Problem description:
Gather each line of the data below that contains the word "flag", and copy those lines in full.

Provided entries:
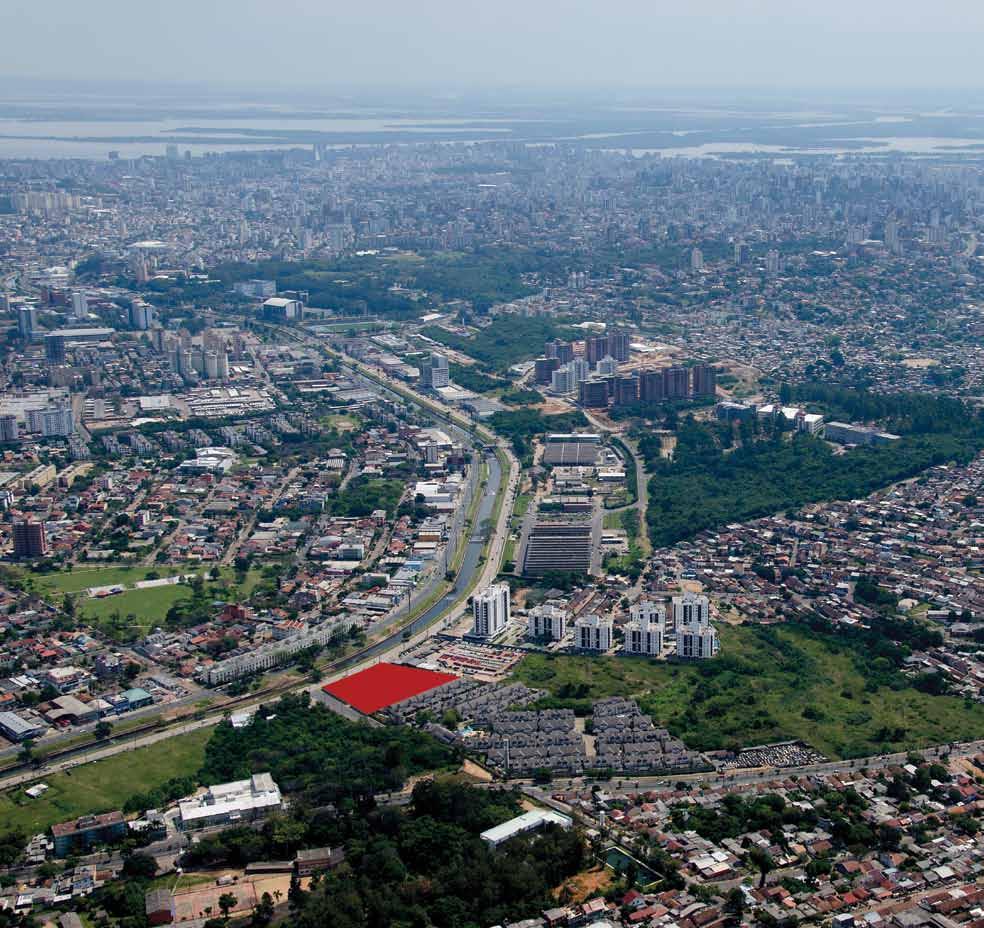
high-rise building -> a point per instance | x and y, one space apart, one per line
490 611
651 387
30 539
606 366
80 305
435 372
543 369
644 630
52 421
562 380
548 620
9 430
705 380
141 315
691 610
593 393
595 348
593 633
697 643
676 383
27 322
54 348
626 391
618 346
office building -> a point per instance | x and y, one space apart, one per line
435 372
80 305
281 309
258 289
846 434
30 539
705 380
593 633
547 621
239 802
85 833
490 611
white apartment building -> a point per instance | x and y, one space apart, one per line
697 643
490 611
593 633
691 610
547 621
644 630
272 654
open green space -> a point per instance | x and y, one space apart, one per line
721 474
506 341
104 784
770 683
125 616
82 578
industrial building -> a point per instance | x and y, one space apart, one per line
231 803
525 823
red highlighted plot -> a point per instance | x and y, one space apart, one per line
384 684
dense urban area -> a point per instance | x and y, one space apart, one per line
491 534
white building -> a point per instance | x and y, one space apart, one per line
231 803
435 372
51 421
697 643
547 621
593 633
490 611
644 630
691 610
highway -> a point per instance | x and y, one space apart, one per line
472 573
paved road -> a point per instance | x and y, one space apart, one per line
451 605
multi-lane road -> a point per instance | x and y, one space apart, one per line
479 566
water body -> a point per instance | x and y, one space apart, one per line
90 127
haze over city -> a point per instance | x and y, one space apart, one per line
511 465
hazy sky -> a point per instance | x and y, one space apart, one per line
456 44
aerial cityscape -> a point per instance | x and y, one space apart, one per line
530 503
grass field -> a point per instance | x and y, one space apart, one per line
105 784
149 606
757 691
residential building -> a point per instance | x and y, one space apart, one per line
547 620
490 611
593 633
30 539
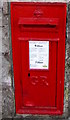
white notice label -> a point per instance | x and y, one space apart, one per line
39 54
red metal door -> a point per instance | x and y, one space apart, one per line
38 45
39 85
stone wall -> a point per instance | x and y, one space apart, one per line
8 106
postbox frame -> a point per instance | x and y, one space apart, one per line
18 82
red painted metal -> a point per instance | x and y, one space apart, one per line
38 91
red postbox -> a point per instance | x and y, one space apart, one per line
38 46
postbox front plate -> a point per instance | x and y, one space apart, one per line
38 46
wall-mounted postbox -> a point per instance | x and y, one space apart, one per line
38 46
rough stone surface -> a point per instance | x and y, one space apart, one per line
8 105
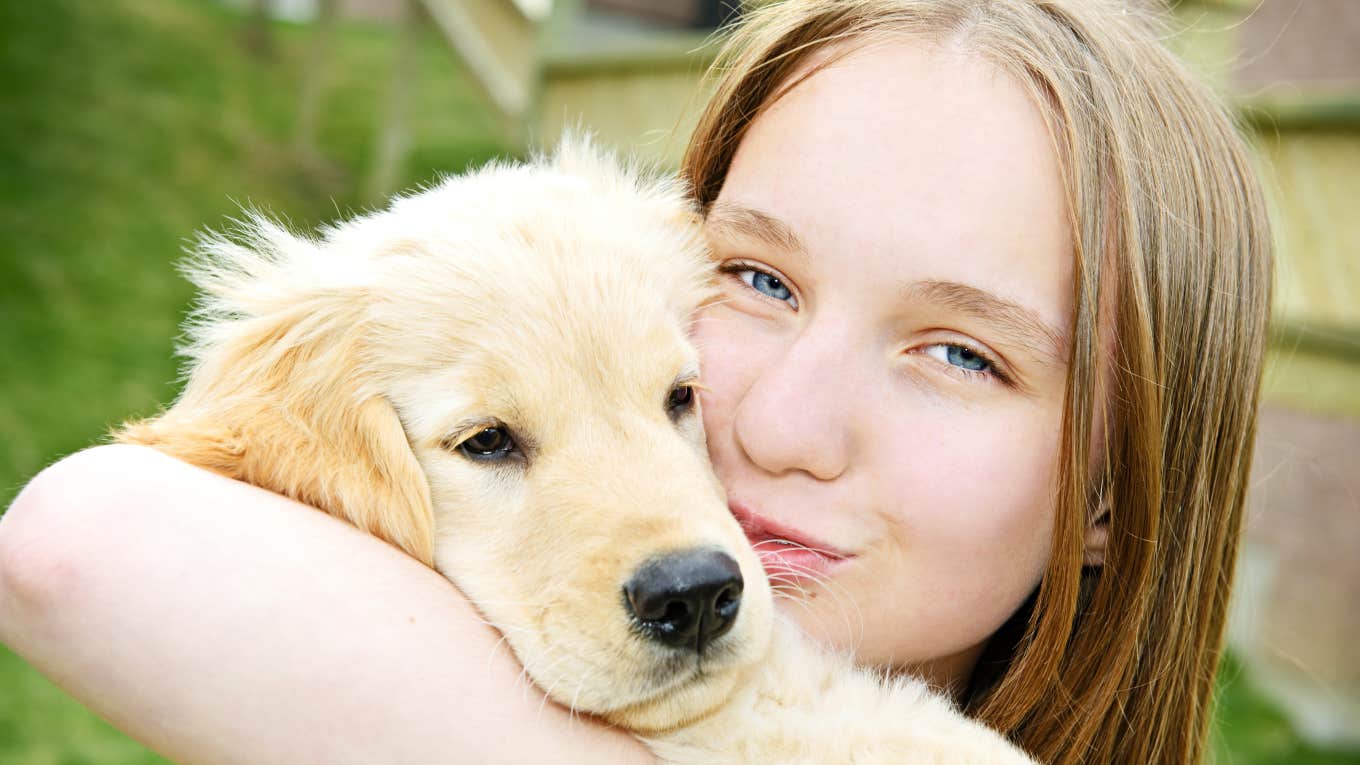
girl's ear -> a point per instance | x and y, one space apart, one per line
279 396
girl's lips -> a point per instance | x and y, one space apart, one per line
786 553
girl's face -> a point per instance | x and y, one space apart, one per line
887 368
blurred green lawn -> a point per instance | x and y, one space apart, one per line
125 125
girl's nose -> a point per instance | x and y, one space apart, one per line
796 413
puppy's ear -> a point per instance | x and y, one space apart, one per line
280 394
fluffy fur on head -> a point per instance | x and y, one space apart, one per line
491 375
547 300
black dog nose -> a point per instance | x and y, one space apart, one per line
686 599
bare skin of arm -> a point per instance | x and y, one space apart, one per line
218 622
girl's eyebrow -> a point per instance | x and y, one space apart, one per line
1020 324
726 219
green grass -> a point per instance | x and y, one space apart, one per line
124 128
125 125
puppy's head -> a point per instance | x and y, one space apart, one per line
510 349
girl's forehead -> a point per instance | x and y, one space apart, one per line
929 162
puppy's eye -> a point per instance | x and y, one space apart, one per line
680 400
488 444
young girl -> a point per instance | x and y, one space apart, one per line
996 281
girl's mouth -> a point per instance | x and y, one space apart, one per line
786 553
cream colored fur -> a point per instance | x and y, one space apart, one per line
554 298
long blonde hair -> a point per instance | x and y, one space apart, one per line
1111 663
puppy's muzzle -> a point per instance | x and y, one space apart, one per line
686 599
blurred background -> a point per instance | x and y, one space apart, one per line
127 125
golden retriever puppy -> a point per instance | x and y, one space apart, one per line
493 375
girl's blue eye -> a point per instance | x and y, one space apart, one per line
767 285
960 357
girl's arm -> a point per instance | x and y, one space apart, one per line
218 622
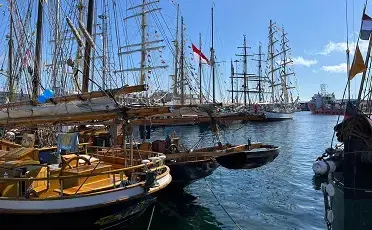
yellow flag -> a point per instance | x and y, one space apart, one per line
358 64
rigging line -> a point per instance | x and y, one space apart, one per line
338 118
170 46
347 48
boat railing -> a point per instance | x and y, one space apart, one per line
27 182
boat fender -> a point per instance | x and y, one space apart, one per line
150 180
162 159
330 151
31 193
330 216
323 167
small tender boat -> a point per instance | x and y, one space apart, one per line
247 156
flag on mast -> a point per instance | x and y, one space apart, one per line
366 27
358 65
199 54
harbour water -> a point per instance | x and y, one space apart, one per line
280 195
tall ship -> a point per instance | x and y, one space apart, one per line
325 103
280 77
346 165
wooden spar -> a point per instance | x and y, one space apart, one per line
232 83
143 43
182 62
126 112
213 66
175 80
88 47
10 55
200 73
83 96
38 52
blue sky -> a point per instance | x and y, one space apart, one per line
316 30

==

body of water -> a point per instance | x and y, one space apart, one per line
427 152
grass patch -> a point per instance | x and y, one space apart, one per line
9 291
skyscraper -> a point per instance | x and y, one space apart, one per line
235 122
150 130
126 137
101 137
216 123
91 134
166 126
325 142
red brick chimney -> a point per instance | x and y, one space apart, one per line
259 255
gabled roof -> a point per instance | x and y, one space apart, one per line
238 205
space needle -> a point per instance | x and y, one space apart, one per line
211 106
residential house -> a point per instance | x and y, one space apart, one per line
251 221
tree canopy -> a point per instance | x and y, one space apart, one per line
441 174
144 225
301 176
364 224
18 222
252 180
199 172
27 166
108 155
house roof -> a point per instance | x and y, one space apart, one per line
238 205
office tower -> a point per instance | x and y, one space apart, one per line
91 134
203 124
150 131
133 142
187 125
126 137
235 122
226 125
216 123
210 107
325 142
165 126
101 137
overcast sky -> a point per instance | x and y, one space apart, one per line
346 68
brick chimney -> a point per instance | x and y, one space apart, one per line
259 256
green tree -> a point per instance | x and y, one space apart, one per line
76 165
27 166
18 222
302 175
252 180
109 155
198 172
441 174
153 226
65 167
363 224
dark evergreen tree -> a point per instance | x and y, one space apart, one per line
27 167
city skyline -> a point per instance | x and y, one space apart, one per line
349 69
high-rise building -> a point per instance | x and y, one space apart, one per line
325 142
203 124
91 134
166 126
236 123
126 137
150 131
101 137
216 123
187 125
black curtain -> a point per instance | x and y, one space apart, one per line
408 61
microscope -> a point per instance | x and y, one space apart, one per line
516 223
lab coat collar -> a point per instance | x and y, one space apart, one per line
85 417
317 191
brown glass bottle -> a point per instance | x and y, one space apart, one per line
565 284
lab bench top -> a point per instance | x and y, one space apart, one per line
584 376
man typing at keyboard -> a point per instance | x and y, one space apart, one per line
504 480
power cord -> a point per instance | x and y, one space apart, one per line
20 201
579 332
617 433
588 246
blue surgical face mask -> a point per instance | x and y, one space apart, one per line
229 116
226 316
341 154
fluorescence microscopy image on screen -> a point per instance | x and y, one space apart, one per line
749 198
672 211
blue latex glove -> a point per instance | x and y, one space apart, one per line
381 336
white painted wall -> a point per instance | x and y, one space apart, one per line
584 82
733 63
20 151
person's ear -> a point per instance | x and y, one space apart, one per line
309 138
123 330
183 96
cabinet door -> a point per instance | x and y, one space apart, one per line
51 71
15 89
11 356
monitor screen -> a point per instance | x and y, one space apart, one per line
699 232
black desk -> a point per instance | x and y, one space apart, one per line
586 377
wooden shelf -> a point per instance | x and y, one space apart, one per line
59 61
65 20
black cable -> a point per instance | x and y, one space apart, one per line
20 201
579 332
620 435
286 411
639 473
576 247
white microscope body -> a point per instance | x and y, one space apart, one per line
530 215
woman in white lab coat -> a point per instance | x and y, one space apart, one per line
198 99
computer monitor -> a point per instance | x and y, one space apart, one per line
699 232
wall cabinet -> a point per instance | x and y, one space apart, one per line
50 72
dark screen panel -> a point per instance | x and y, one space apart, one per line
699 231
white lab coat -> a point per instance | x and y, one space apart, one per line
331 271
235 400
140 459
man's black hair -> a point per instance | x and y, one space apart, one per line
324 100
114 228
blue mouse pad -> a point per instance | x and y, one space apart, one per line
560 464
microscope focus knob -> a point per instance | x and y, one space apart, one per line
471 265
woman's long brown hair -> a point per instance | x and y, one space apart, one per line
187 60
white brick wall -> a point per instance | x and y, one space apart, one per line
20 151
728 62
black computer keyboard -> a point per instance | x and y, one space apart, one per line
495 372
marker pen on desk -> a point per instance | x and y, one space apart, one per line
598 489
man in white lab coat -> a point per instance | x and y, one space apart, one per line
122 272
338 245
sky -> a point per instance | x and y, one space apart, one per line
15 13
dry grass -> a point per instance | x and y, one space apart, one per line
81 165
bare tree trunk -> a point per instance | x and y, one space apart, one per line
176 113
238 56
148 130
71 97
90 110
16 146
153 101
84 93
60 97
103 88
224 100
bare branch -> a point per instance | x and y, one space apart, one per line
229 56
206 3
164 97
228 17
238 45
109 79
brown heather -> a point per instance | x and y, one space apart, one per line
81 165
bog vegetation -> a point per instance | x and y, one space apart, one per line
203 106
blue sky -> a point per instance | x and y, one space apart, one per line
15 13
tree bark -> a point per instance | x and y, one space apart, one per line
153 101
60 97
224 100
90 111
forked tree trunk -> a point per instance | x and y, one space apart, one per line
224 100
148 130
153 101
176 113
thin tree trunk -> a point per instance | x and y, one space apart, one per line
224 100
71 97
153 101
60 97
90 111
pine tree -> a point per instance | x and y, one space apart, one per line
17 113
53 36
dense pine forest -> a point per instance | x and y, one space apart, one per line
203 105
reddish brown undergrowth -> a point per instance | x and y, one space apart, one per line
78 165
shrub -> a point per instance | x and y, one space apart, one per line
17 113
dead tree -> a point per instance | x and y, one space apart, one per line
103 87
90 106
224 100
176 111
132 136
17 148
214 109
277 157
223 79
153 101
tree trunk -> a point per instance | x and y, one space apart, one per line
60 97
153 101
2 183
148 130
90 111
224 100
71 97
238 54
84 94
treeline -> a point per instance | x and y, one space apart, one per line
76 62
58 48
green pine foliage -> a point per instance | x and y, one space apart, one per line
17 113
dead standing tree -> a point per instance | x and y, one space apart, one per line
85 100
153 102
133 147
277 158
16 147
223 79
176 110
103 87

Task answer:
yellow flag -> a point per instance | x and y, one space apart, one per line
flag on mast -> a point per instance | x and y, one space apart, one per line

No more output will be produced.